• **Task inputs**
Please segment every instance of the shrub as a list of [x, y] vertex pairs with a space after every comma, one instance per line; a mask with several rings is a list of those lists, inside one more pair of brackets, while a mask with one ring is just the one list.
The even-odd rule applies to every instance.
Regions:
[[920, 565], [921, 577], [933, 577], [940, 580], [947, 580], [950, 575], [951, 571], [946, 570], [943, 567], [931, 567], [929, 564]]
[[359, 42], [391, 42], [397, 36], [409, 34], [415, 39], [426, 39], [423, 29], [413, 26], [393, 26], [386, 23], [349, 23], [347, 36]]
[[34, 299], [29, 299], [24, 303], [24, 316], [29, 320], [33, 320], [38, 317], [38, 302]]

• **Exercise prompt**
Count up the lines of the data that include "every". Reply with a number only.

• **The completed task**
2